● **What the task asks**
Reproduce all of the material exactly as shown.

● **Material to process**
========

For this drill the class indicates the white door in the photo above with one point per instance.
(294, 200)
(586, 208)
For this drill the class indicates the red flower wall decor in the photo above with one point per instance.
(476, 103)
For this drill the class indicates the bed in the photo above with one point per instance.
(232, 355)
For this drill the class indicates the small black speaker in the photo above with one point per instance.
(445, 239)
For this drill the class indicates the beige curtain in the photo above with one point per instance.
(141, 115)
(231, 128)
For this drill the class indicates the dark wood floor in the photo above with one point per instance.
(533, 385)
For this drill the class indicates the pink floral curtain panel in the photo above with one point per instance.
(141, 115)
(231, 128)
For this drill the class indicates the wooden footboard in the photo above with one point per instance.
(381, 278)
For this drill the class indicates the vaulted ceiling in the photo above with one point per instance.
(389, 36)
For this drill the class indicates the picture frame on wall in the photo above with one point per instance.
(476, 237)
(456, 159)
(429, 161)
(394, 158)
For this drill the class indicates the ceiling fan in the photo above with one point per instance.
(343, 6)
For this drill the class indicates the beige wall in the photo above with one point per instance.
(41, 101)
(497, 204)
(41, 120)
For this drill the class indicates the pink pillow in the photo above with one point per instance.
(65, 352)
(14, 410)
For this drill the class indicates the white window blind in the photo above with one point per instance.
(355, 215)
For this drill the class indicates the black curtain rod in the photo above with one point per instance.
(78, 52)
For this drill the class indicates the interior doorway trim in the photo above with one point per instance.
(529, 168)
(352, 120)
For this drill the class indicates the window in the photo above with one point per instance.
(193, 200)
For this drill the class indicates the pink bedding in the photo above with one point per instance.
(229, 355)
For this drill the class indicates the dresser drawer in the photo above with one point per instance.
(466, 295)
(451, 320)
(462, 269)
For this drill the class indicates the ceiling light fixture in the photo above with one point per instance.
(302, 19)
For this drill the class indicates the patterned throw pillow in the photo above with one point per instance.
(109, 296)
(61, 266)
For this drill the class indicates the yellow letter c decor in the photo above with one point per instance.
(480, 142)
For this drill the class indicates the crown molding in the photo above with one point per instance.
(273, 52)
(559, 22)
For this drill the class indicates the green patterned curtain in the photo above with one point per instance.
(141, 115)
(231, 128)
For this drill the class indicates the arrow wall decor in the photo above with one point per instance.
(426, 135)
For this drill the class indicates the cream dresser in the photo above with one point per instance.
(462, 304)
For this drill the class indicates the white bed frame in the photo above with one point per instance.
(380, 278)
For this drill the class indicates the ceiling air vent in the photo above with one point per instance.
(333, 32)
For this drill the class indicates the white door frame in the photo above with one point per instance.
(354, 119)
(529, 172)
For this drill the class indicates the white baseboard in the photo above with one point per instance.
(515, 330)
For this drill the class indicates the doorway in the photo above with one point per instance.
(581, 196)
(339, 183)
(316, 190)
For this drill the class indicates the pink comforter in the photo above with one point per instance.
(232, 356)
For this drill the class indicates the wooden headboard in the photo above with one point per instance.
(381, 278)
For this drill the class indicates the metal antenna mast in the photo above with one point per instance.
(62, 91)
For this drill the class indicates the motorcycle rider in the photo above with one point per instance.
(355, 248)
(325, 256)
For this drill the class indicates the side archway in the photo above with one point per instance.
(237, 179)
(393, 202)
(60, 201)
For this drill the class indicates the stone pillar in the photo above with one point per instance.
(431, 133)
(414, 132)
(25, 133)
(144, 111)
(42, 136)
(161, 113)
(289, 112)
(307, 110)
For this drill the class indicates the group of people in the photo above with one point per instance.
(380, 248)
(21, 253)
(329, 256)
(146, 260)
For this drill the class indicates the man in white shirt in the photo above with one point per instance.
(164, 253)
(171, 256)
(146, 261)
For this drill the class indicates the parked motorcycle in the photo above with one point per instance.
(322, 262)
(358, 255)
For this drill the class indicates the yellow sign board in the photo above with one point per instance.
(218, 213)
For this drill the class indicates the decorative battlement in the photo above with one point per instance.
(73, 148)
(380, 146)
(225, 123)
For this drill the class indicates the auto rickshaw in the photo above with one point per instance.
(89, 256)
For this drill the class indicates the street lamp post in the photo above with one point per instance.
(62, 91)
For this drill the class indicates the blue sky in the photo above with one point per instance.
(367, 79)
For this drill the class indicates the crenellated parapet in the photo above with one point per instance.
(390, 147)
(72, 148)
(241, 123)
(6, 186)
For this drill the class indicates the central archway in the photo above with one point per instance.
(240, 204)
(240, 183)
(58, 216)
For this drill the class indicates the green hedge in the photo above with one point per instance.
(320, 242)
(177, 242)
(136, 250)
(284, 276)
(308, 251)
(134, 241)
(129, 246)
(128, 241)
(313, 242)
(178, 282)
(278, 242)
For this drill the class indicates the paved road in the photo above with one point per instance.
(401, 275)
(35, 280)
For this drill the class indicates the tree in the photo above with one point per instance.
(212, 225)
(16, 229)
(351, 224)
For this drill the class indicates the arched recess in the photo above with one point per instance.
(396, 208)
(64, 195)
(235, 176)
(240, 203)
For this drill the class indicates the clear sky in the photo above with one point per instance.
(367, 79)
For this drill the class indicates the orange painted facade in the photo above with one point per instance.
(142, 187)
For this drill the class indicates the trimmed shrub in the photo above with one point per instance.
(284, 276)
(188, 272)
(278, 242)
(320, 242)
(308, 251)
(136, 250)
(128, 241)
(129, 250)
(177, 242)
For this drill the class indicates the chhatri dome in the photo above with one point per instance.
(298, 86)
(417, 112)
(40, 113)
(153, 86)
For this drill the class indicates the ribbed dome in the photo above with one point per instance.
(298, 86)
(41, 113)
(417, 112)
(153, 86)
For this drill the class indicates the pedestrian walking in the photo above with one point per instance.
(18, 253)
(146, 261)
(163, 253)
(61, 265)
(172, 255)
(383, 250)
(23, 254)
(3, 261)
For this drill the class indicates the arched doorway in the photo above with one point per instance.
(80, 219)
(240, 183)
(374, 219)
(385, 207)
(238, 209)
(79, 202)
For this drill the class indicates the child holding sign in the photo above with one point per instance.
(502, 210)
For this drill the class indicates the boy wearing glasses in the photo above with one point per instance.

========

● **Worked answer**
For this drill the class indicates the white door in the photo above with one point per instance.
(294, 200)
(586, 208)
For this drill the class indicates the red flower wall decor in the photo above with one point per instance.
(476, 103)
For this drill the class indicates the bed in the photo above with one point per instance.
(232, 355)
For this drill the class indicates the small black speaker in the photo above with one point per instance.
(445, 239)
For this drill the class indicates the beige curtain in the photo above with one point per instance.
(141, 115)
(231, 128)
For this drill the class indicates the dark wood floor in the photo above with one point per instance.
(533, 385)
For this drill the class indicates the pink floral curtain panel in the photo above with one point per instance.
(141, 115)
(231, 128)
For this drill the class indicates the wooden footboard in the photo above with one point per instance.
(381, 278)
For this drill the class indicates the vaulted ceiling in the photo above with one point per instance.
(389, 36)
For this drill the class indicates the picture frame on wall in the photo above with one point per instance.
(476, 237)
(456, 159)
(429, 161)
(394, 158)
For this drill the class indicates the ceiling fan in the photo above with one point per instance.
(343, 6)
For this drill the class indicates the beige wall in the photo above with one point per instance.
(41, 101)
(497, 204)
(41, 120)
For this drill the class indicates the pink pillow in the photo above with one point per instance.
(65, 352)
(14, 410)
For this drill the class indicates the white window blind in the photo above with one point per instance.
(355, 215)
For this drill the class indicates the black curtain rod in the photo above with one point per instance.
(78, 52)
For this drill the class indicates the interior doorway trim in the photo above with one point per instance.
(529, 168)
(352, 120)
For this drill the class indicates the window in the photo above with one point per instance.
(193, 200)
For this drill the class indicates the pink bedding in the photo above with one point per instance.
(229, 355)
For this drill the class indicates the dresser drawer in the photo above with one point per instance.
(466, 295)
(451, 320)
(462, 269)
For this drill the class indicates the ceiling light fixture in the photo above with one point per instance.
(302, 19)
For this drill the class indicates the patterned throw pillow in the photo above with one point per instance.
(109, 296)
(61, 266)
For this drill the class indicates the yellow letter c decor in the photo above with one point per instance.
(480, 142)
For this drill the class indicates the crown molding in the photo above with one point per instance.
(273, 52)
(559, 22)
For this drill the class indicates the green patterned curtain in the photo above with one point per instance.
(141, 115)
(231, 128)
For this drill the class indicates the arrow wall decor in the photo above with one point per instance.
(426, 135)
For this drill the class indicates the cream dresser in the photo above with one point per instance.
(462, 304)
For this drill the class indicates the white bed frame in the photo above with one point per instance.
(380, 278)
For this drill the class indicates the ceiling air vent in the photo above with one point per instance.
(333, 32)
For this drill the class indicates the white door frame in the photo above with one point per instance.
(354, 119)
(529, 172)
For this drill the class indicates the white baseboard in the photo above with one point per instance.
(515, 330)
For this drill the class indicates the doorway in the photo above with one point per instance.
(581, 196)
(339, 183)
(316, 190)
For this drill the class indicates the pink comforter in the photo above with one point per instance.
(232, 356)
For this drill the class indicates the wooden headboard in the photo above with one point per instance.
(381, 278)
For this drill the class indicates the metal antenna mast in the photo above with one point per instance.
(62, 91)
For this drill the class indicates the motorcycle rider in the photo above with one point per instance.
(355, 248)
(325, 256)
For this drill the class indicates the side archway in the photo above with one point per instance.
(237, 179)
(393, 202)
(60, 201)
For this drill the class indicates the stone pillar in the photo above with one point per instance.
(431, 133)
(414, 132)
(25, 133)
(144, 111)
(42, 136)
(161, 113)
(289, 112)
(307, 110)
For this drill the class indicates the group of people in the photo above with one point per instance.
(380, 248)
(21, 253)
(329, 256)
(146, 260)
For this drill the class indicates the man in white shirt in the photo above with one point per instance.
(164, 253)
(171, 256)
(146, 261)
For this drill the class indicates the parked motorcycle in the photo above with one point per instance.
(322, 262)
(358, 255)
For this drill the class indicates the yellow sign board in the photo above with one point per instance.
(218, 213)
For this drill the class indicates the decorative battlement in the photo above with one point per instance.
(73, 148)
(380, 146)
(225, 123)
For this drill the class indicates the auto rickshaw in the photo above with one point per instance.
(89, 256)
For this drill the class indicates the street lamp post in the photo above with one point per instance.
(62, 91)
For this drill the class indicates the blue sky in the photo above with one point per instance.
(367, 79)
For this drill the class indicates the crenellated parapet in the photo above with one point per instance.
(390, 147)
(72, 148)
(241, 123)
(6, 186)
For this drill the class indicates the central archway in the photo above with one point per instance.
(240, 204)
(240, 183)
(58, 216)
For this drill the class indicates the green hedge in the photo above with one point per instance.
(320, 242)
(177, 242)
(136, 250)
(284, 276)
(308, 251)
(134, 241)
(129, 246)
(128, 241)
(313, 242)
(178, 282)
(278, 242)
For this drill the class indicates the paved road in the photo above with one point per instance.
(401, 275)
(35, 280)
For this drill the class indicates the tree in the photo above with one point per instance.
(212, 225)
(16, 229)
(351, 224)
For this drill the class indicates the arched recess in the photo above with one point per instance.
(396, 208)
(64, 195)
(235, 176)
(240, 203)
For this drill the class indicates the clear sky in the photo above with one point per instance.
(367, 79)
For this drill the class indicates the orange painted facade in the photo above with one point per instance.
(142, 187)
For this drill the class indicates the trimmed shrub in the photo above with one point per instance.
(284, 276)
(188, 272)
(278, 242)
(320, 242)
(308, 251)
(136, 250)
(128, 241)
(129, 250)
(177, 242)
For this drill the class indicates the chhatri dome in the photo above with one point per instance.
(298, 86)
(417, 112)
(40, 113)
(153, 86)
For this drill the class indicates the ribbed dome in the photo above with one point per instance.
(298, 86)
(41, 113)
(417, 112)
(153, 86)
For this drill the class indicates the pedestrian walking in the photo above with one point per instance.
(18, 253)
(146, 261)
(163, 253)
(61, 265)
(172, 255)
(383, 250)
(23, 254)
(3, 261)
For this drill the class indicates the arched doorway in the photo above with one point per instance.
(80, 219)
(240, 183)
(374, 219)
(385, 207)
(238, 209)
(79, 202)
For this drill the class indicates the child holding sign in the photo above with one point per instance.
(502, 210)
For this drill the class indicates the boy wearing glasses in the photo above with one point per instance.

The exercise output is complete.